**Exercise details**: Exclude all images and print the entries below exactly.

**Dataset content**:
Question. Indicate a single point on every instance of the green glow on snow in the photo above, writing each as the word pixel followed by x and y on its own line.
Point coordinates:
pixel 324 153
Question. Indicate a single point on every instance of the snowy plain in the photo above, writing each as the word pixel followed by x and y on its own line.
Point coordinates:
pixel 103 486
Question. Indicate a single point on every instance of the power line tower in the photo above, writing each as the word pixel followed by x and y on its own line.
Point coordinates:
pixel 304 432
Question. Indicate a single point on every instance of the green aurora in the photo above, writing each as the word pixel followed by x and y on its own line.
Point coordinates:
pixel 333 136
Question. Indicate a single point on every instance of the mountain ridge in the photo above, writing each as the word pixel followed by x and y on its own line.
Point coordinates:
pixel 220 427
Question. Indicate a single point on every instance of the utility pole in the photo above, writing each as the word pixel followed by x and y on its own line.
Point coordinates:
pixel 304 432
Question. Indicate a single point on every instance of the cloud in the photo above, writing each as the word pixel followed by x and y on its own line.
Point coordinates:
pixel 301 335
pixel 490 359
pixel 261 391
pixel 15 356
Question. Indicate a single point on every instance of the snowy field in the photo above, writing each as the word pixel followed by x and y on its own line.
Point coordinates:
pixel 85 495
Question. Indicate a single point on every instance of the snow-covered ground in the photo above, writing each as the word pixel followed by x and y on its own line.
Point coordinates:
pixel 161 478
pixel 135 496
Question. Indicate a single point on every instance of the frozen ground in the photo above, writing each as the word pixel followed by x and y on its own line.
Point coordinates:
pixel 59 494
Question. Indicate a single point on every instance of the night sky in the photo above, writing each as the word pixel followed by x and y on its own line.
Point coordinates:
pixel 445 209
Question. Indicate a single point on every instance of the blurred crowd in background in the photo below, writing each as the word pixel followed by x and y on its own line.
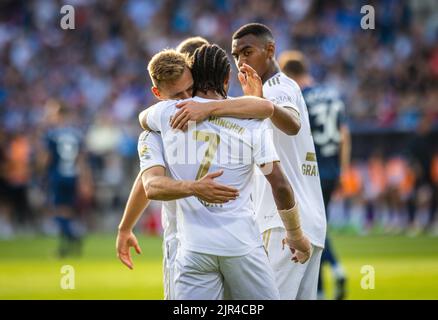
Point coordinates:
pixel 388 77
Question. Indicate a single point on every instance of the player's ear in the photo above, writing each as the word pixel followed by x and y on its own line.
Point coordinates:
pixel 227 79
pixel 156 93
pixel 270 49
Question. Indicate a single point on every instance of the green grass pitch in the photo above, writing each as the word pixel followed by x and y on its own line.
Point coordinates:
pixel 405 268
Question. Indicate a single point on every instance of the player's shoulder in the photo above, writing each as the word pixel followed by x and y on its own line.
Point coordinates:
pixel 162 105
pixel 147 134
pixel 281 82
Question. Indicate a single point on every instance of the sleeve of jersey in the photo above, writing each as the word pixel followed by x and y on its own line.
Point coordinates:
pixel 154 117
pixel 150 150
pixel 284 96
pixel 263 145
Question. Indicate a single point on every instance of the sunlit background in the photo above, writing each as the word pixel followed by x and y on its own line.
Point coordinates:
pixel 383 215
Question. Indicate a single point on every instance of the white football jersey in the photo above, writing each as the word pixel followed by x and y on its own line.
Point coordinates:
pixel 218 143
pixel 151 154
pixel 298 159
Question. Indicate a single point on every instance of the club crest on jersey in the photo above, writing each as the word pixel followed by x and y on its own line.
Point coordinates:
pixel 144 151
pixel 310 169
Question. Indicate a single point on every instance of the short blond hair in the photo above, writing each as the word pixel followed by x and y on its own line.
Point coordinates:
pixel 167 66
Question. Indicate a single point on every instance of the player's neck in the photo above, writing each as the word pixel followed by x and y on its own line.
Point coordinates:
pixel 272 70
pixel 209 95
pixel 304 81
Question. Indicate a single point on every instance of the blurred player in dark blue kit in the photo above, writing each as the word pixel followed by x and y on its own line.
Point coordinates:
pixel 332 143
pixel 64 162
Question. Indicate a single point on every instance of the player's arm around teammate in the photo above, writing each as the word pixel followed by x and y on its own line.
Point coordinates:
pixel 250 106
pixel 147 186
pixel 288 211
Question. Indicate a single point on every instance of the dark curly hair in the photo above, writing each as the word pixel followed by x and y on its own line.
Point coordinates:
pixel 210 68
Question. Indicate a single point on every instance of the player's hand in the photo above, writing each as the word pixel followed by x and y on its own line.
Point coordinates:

**Exercise solution**:
Question. Indicate a single point on every instance of the green glow on snow in the photo above, writing each as the word pixel followed by x and y on its own line.
Point coordinates:
pixel 324 153
Question. Indicate a single point on every instance of the snowy plain in the photo above, writing each as the word pixel followed by x and y on its own line.
Point coordinates:
pixel 103 486
Question. Indicate a single point on every instance of the power line tower in the photo above, writing each as the word pixel followed by x and y on its own line.
Point coordinates:
pixel 304 432
Question. Indicate a single point on every instance of the green aurora in the photo above, writing each as the word pixel followed by x and y on its own line.
Point coordinates:
pixel 333 136
Question. Indicate a single point on every instance of the mountain ridge in the photo above, writing each as the word pixel followed by x and y on its own line.
Point coordinates:
pixel 220 427
Question. Indicate a single point on every instance of the utility pole in the photo above, writing each as the word pixel followed by x and y on its own line.
Point coordinates:
pixel 304 432
Question. Indicate a single point on every instance of the cloud in the photo above, writing each as the word pixel followed by x and y on its own line.
Point coordinates:
pixel 301 335
pixel 490 359
pixel 261 391
pixel 15 356
Question. Indicate a single point on every instance of the snowy field in the photo above, writing each as the word pixel followed by x and y on its own line.
Point coordinates:
pixel 85 495
Question. Indicate a single point on every instance of the snow-covered ground in the photo above, writing each as the word pixel followed by x and y on its own line.
Point coordinates:
pixel 161 478
pixel 135 496
Question. Indicate a single point on every instance of the frozen ground in the photo above, writing each as the word pixel followed by x and y on its own line.
Point coordinates:
pixel 59 494
Question. Indicate a single point on every instance of the night sky in the photo above, writing each as the word pixel followed by x and y on its own line.
Point coordinates:
pixel 445 209
Question. Indicate a single point on every instance of the blurred crowd in background in the photo below, writing each as the word pixel followed by x and y on its own line.
Point coordinates:
pixel 388 77
Question. Indicate a single point on every instance of the player's ear in the photo above, writing each as the word pixel followed by x and y on its own line.
Point coordinates:
pixel 227 79
pixel 156 93
pixel 270 49
Question. Indicate a single point on every instance of the green grass pitch in the photo above, writing each as the word pixel followed by x and y on its own line.
Point coordinates:
pixel 405 268
Question. Indicate a single point on every instance of the player's shoulder in the photo above, writing each as the word pixel followed by x and y on its own line.
Point coordinates:
pixel 162 105
pixel 147 134
pixel 281 82
Question. Indicate a single point on every instance of the sleeve of jersey in the photo above, writing each as the word pixel followed by x and y on its own line.
Point coordinates:
pixel 154 117
pixel 150 150
pixel 284 96
pixel 263 145
Question. Indicate a single point on every instance of the sunlit background in the photo above, writing each as the word pixel followed by x and y on its own line.
Point coordinates:
pixel 383 215
Question. Indicate a single point on every instance of the white football jersey in the photo above, writing each as the word pixel followed by x and y on its own line.
Point coordinates:
pixel 218 143
pixel 151 154
pixel 298 159
Question. Indicate a single point on every instance of the club crest on jersey in the photo above, writing each as the word pixel followed by x and y on its own line.
Point coordinates:
pixel 144 151
pixel 310 169
Question. Indicate a single point on every instance of the short blond hair in the photo above, writing each as the word pixel followed by x and y on its own line.
Point coordinates:
pixel 167 66
Question. Indicate a single point on every instance of the player's neck in the photo above, writing each as the word pixel followed by x and y on its own line.
Point coordinates:
pixel 272 70
pixel 209 95
pixel 304 81
Question. Indicate a single point on every instance of the blurred player in dark blue kit in the photo above, writing each as the word pixel followed by x and y on its own line.
Point coordinates:
pixel 332 143
pixel 64 162
Question. Indicate a single point on every instance of the player's arm around teammate in the photo above, writing each as the word pixel followed by x and y on its own line.
Point coordinates:
pixel 250 106
pixel 147 186
pixel 288 211
Question. Indicate a single point on every instance of the dark curly hair in the photo above, writing each as the word pixel followed by x and y on its own line.
Point coordinates:
pixel 210 68
Question. Indicate a single point on every instance of the player's hand in the photo above, writing each as the word pixel followed by x and y on its own line.
Point coordinates:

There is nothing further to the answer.